### PROBLEM STATEMENT
Find "Target: palm tree" in the data, then restate the line it sits in and every later line word for word, ending with the last line.

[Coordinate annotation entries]
----------

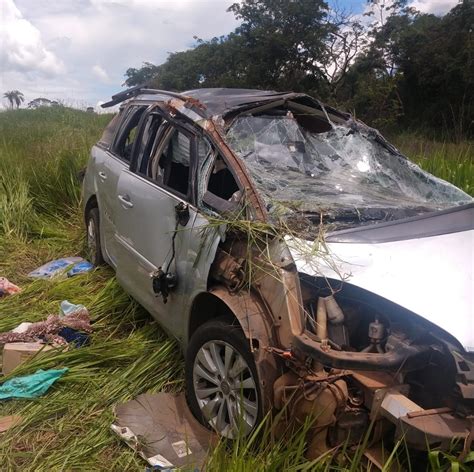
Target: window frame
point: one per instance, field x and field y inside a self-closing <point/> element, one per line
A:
<point x="128" y="114"/>
<point x="191" y="196"/>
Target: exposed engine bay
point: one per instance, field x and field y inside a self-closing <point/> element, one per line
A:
<point x="363" y="368"/>
<point x="375" y="369"/>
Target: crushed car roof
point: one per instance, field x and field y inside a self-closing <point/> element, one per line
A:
<point x="221" y="101"/>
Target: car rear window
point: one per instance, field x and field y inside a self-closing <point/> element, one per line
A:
<point x="110" y="130"/>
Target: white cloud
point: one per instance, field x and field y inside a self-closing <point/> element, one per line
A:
<point x="98" y="40"/>
<point x="22" y="47"/>
<point x="101" y="73"/>
<point x="437" y="7"/>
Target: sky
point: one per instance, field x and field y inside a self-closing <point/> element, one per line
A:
<point x="77" y="51"/>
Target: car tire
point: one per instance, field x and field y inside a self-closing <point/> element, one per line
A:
<point x="222" y="387"/>
<point x="94" y="247"/>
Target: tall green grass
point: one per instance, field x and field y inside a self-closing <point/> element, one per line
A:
<point x="41" y="152"/>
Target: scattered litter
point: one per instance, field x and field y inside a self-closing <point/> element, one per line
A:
<point x="7" y="422"/>
<point x="80" y="268"/>
<point x="30" y="386"/>
<point x="68" y="308"/>
<point x="7" y="288"/>
<point x="49" y="330"/>
<point x="15" y="354"/>
<point x="163" y="431"/>
<point x="22" y="327"/>
<point x="55" y="268"/>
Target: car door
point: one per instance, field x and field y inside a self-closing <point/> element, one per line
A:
<point x="117" y="159"/>
<point x="149" y="235"/>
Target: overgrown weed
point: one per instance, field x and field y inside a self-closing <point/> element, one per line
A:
<point x="41" y="152"/>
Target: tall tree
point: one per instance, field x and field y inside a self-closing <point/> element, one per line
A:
<point x="14" y="97"/>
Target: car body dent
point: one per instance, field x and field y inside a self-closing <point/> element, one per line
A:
<point x="260" y="282"/>
<point x="430" y="276"/>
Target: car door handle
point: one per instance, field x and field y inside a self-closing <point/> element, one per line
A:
<point x="125" y="201"/>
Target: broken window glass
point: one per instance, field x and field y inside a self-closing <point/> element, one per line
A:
<point x="345" y="171"/>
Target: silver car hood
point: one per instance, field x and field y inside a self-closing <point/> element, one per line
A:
<point x="430" y="274"/>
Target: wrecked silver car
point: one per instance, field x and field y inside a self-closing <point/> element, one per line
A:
<point x="302" y="262"/>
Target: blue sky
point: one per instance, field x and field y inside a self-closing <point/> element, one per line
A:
<point x="78" y="50"/>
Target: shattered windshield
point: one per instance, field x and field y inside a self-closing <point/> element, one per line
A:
<point x="347" y="172"/>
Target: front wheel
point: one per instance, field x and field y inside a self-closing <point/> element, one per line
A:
<point x="94" y="248"/>
<point x="221" y="380"/>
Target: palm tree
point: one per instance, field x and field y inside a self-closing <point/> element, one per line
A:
<point x="15" y="97"/>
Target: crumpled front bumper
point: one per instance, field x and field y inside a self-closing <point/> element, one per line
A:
<point x="385" y="398"/>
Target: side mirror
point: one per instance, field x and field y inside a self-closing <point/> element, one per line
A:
<point x="182" y="213"/>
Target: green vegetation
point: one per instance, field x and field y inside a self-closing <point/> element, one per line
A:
<point x="41" y="152"/>
<point x="396" y="67"/>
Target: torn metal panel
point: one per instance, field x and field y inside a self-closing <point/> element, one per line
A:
<point x="346" y="173"/>
<point x="164" y="432"/>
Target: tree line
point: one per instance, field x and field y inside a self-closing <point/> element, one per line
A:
<point x="392" y="66"/>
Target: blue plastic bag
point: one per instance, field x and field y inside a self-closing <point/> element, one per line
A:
<point x="80" y="268"/>
<point x="54" y="268"/>
<point x="30" y="386"/>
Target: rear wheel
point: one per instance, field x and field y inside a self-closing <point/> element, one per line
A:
<point x="221" y="380"/>
<point x="94" y="248"/>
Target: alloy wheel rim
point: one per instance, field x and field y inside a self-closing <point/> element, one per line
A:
<point x="91" y="242"/>
<point x="225" y="389"/>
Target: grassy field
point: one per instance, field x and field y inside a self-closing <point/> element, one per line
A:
<point x="68" y="428"/>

----------

### RESULT BELOW
Target: palm tree
point: one per instance, field x and field y inside a self-closing <point/> element, one per line
A:
<point x="15" y="97"/>
Target: crumpled front bumper
point: one per instance, field x and field y inside a self-closing <point/> element, one per line
A:
<point x="385" y="398"/>
Target: side mirror
point: one per instance, field x and field y inside a self-closing <point/> element, one per line
A:
<point x="182" y="213"/>
Target: green vegetation
point: one per instance, field x and field y inside a self-closing <point/> element, one per line
A:
<point x="41" y="152"/>
<point x="396" y="67"/>
Target: torn metal panel
point: one per instance, field x and field y inside a self-closing <point/> element, one per line
A:
<point x="346" y="173"/>
<point x="164" y="432"/>
Target: tree line
point: one per instance, field x and field y inside a self-closing <point/> element, one per line
A:
<point x="392" y="66"/>
Target: blue plastic bag
point: one per instance, field x and field y inside a self-closing <point/> element, one per line
A:
<point x="80" y="268"/>
<point x="54" y="268"/>
<point x="30" y="386"/>
Target: rear wheel
point: one per instance, field x and field y inside a self-closing <point/> element, one per line
A:
<point x="221" y="380"/>
<point x="94" y="248"/>
Target: alloy wheel rim
point: one per instance, field x and field y inside a self-closing <point/> element, one per line
A:
<point x="91" y="242"/>
<point x="225" y="389"/>
Target: grassy field
point: one per instance, field x and field y inside a self-closing <point/> element, one per line
A:
<point x="68" y="428"/>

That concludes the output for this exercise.